**What you will do:**
Reproduce the full listing exactly.

**Records supplied:**
------------------------------------------------
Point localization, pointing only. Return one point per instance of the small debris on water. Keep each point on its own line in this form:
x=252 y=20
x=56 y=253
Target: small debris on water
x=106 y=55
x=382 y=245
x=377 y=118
------------------------------------------------
**Response to this task:**
Point localization, pointing only. Return one point per instance of the small debris on water. Keep each point on its own line in this form:
x=252 y=20
x=56 y=253
Target: small debris on water
x=106 y=55
x=382 y=245
x=377 y=118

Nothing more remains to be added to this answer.